Data entries
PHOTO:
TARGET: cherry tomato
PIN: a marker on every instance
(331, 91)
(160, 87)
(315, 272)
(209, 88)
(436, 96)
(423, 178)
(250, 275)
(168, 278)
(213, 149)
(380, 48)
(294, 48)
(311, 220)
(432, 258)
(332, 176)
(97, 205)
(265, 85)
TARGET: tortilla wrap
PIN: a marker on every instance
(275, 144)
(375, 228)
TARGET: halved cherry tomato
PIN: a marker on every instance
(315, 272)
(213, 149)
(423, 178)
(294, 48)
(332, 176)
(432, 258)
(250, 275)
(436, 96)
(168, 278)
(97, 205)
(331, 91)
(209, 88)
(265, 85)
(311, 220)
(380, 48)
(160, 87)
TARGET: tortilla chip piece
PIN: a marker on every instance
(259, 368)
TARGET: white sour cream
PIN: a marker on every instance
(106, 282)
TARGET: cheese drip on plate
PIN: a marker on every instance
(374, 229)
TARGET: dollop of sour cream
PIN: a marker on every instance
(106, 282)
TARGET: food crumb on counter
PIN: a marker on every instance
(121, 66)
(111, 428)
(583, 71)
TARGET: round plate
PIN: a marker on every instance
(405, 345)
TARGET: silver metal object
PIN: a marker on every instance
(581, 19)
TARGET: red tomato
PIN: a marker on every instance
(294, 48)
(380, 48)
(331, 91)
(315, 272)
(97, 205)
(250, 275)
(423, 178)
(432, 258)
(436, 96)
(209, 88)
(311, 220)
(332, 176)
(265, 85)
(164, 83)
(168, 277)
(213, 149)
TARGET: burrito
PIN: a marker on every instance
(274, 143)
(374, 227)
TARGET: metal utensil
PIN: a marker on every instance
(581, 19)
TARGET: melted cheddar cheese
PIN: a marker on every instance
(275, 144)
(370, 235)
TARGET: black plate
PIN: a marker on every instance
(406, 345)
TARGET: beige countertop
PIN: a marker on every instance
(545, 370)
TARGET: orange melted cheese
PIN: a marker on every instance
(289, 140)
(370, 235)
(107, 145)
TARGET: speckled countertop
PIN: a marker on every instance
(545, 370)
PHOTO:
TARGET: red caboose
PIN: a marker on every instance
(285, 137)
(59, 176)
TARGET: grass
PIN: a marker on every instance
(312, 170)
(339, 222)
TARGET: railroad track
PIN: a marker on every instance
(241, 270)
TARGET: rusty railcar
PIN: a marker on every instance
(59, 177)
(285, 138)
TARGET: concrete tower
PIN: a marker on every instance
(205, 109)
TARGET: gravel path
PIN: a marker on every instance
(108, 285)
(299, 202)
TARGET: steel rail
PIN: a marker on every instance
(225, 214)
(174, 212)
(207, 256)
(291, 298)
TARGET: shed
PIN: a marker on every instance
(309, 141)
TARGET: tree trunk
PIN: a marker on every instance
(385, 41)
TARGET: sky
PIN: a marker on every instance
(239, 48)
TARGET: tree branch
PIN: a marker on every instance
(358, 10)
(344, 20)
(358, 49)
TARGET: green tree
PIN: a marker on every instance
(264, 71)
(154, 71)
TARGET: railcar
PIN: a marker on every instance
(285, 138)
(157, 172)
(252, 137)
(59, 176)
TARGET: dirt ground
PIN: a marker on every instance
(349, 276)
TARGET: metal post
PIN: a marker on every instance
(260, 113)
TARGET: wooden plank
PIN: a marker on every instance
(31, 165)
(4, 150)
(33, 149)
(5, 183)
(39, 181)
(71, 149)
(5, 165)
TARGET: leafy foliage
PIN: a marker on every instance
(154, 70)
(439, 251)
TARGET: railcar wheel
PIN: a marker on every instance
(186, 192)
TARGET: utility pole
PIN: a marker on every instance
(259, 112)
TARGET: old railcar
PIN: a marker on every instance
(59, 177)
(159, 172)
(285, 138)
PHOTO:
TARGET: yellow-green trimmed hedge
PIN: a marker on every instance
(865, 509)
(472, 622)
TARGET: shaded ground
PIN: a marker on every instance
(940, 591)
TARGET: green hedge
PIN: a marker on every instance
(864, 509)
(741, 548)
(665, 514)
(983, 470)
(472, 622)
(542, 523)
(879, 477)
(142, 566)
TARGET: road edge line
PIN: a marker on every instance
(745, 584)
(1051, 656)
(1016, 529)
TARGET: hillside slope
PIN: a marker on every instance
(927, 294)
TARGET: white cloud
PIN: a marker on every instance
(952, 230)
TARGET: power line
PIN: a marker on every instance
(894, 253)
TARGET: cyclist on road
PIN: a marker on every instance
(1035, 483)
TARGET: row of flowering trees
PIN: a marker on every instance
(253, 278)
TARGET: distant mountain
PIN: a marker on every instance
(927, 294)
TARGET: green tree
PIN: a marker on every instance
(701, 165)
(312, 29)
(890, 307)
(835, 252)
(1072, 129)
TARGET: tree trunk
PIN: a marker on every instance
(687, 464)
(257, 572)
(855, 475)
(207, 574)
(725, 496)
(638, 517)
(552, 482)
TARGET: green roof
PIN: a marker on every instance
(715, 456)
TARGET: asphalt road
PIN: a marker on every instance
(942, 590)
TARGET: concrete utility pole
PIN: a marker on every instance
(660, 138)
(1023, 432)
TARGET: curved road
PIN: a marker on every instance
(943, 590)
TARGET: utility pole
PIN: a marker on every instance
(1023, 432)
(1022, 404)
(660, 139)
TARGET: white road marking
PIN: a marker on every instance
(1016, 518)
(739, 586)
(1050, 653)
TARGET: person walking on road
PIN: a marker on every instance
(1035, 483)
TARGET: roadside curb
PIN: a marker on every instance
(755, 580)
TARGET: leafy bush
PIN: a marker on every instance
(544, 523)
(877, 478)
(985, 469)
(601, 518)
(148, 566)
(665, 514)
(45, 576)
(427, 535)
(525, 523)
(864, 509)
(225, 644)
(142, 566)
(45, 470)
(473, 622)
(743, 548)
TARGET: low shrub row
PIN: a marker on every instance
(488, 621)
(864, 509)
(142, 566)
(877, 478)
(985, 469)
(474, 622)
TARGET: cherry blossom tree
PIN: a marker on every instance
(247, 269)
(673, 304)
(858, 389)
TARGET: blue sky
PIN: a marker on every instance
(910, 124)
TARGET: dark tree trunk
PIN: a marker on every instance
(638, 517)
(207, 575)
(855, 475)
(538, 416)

◆ Prompt ◆
Can you restate every record above word for word?

◆ Task answer ◆
PHOTO:
TARGET: cherry tomato
PIN: a marker on every instance
(331, 91)
(160, 87)
(315, 272)
(209, 88)
(436, 96)
(423, 178)
(250, 275)
(168, 278)
(213, 149)
(380, 48)
(294, 48)
(311, 220)
(432, 258)
(332, 176)
(97, 205)
(265, 85)
TARGET: tortilla wrap
PIN: a marker on every instance
(275, 144)
(375, 228)
TARGET: halved cherry tomato
PIN: a marker on every instance
(315, 272)
(213, 149)
(423, 178)
(294, 48)
(332, 176)
(432, 258)
(250, 275)
(436, 96)
(168, 278)
(97, 205)
(331, 91)
(209, 88)
(265, 85)
(311, 220)
(380, 48)
(160, 87)
TARGET: tortilla chip piece
PIN: a marker on every instance
(259, 368)
TARGET: white sour cream
PIN: a marker on every instance
(106, 282)
TARGET: cheese drip on plate
PIN: a marker on every instance
(374, 229)
TARGET: dollop of sour cream
PIN: a marker on every instance
(106, 282)
TARGET: food crumb on counter
PIN: a marker on every instance
(121, 66)
(111, 428)
(583, 71)
TARGET: round plate
PIN: a marker on every instance
(405, 345)
TARGET: silver metal object
PIN: a marker on every instance
(581, 19)
TARGET: red tomato
PIN: a marker on every instance
(294, 48)
(380, 48)
(331, 91)
(315, 272)
(97, 205)
(250, 275)
(423, 178)
(432, 258)
(436, 96)
(209, 88)
(311, 220)
(332, 176)
(265, 85)
(164, 83)
(168, 277)
(213, 149)
TARGET: burrito
PIN: a marker on every instance
(274, 143)
(374, 227)
TARGET: metal utensil
PIN: a marker on every instance
(581, 19)
TARGET: melted cheddar cheese
PIN: a marker on every instance
(275, 144)
(370, 235)
TARGET: black plate
PIN: a marker on every instance
(406, 345)
TARGET: beige countertop
PIN: a marker on every instance
(545, 370)
TARGET: orange melted cheese
PIN: a marker on every instance
(289, 140)
(370, 235)
(107, 145)
TARGET: speckled countertop
PIN: a marker on every instance
(545, 370)
PHOTO:
TARGET: red caboose
PIN: a marker on every instance
(285, 137)
(59, 176)
TARGET: grass
PIN: a marker on every instance
(312, 170)
(339, 222)
TARGET: railroad track
PIN: a marker on every instance
(241, 270)
TARGET: rusty railcar
PIN: a marker on every instance
(59, 177)
(285, 138)
TARGET: concrete tower
PIN: a marker on every instance
(205, 109)
TARGET: gravel path
PIN: a marker on every instance
(108, 285)
(299, 202)
TARGET: steel rail
PIN: a marker on every instance
(225, 214)
(174, 212)
(207, 256)
(291, 298)
TARGET: shed
PIN: a marker on every instance
(309, 141)
TARGET: tree trunk
PIN: a marker on every instance
(385, 41)
TARGET: sky
PIN: a marker on every instance
(239, 48)
TARGET: tree branch
PIN: a marker on every instance
(358, 10)
(344, 20)
(358, 49)
TARGET: green tree
PIN: a marker on every instance
(264, 71)
(154, 71)
TARGET: railcar
PIN: a marker on every instance
(285, 138)
(157, 172)
(252, 137)
(59, 176)
TARGET: dirt ground
PIN: a marker on every instance
(349, 276)
TARGET: metal post
PIN: a marker on every instance
(260, 113)
TARGET: wooden plank
PIN: a marker on every instance
(31, 165)
(4, 150)
(33, 149)
(5, 183)
(39, 181)
(71, 149)
(5, 165)
TARGET: leafy foliage
PIN: a marker on every instance
(154, 70)
(439, 251)
TARGET: railcar wheel
PIN: a marker on every instance
(186, 192)
TARGET: utility pole
PIN: a marker on every instance
(259, 112)
TARGET: old railcar
PIN: a marker on every instance
(59, 177)
(159, 172)
(285, 138)
PHOTO:
TARGET: yellow-green trimmed hedge
PIN: a marker on every instance
(865, 509)
(472, 622)
TARGET: shaded ground
PIN: a marker on every instance
(940, 591)
TARGET: green hedge
PIN: a marker on every instance
(864, 509)
(741, 548)
(665, 514)
(983, 470)
(472, 622)
(542, 523)
(879, 477)
(142, 566)
TARGET: road edge line
PIN: a marker on every instance
(745, 584)
(1051, 656)
(1016, 529)
TARGET: hillside slope
PIN: a marker on every instance
(927, 294)
TARGET: white cloud
PIN: a marker on every instance
(952, 230)
TARGET: power line
PIN: a marker on every instance
(894, 253)
TARGET: cyclist on road
PIN: a marker on every instance
(1035, 483)
TARGET: row of flowering trees
PIN: a marker on every instance
(253, 278)
TARGET: distant mountain
PIN: a marker on every instance
(927, 294)
TARGET: green tree
PIN: a marker on every instance
(701, 165)
(312, 29)
(890, 307)
(835, 252)
(1072, 129)
TARGET: tree trunk
PIN: a marker on every instance
(687, 464)
(257, 572)
(855, 475)
(207, 574)
(725, 496)
(638, 517)
(552, 482)
TARGET: green roof
PIN: a marker on every instance
(715, 456)
TARGET: asphalt road
PIN: a marker on every instance
(942, 590)
TARGET: concrete utility pole
PIN: a marker on every instance
(660, 138)
(1023, 432)
TARGET: curved road
PIN: a marker on every instance
(943, 590)
TARGET: utility pole
PIN: a marker on every instance
(1023, 432)
(1022, 404)
(660, 139)
TARGET: white road marking
PIN: a marker on every instance
(1016, 518)
(739, 586)
(1050, 653)
TARGET: person walking on road
PIN: a marker on every instance
(1035, 483)
TARGET: roadside curb
PIN: a marker on every instance
(755, 580)
TARGET: leafy bush
PIN: a marker on every instance
(544, 523)
(877, 478)
(985, 469)
(601, 518)
(148, 566)
(665, 514)
(45, 576)
(427, 535)
(525, 523)
(864, 509)
(225, 644)
(142, 566)
(45, 470)
(473, 622)
(743, 548)
TARGET: low shrub row
PIN: a marker on every instance
(488, 621)
(864, 509)
(142, 566)
(877, 478)
(985, 469)
(474, 622)
TARGET: cherry blossom tree
PIN: a marker on every instance
(247, 269)
(673, 304)
(858, 389)
TARGET: blue sky
PIN: a marker on every instance
(910, 124)
TARGET: dark tree trunk
PIN: a marker on every instance
(638, 517)
(207, 575)
(855, 475)
(538, 416)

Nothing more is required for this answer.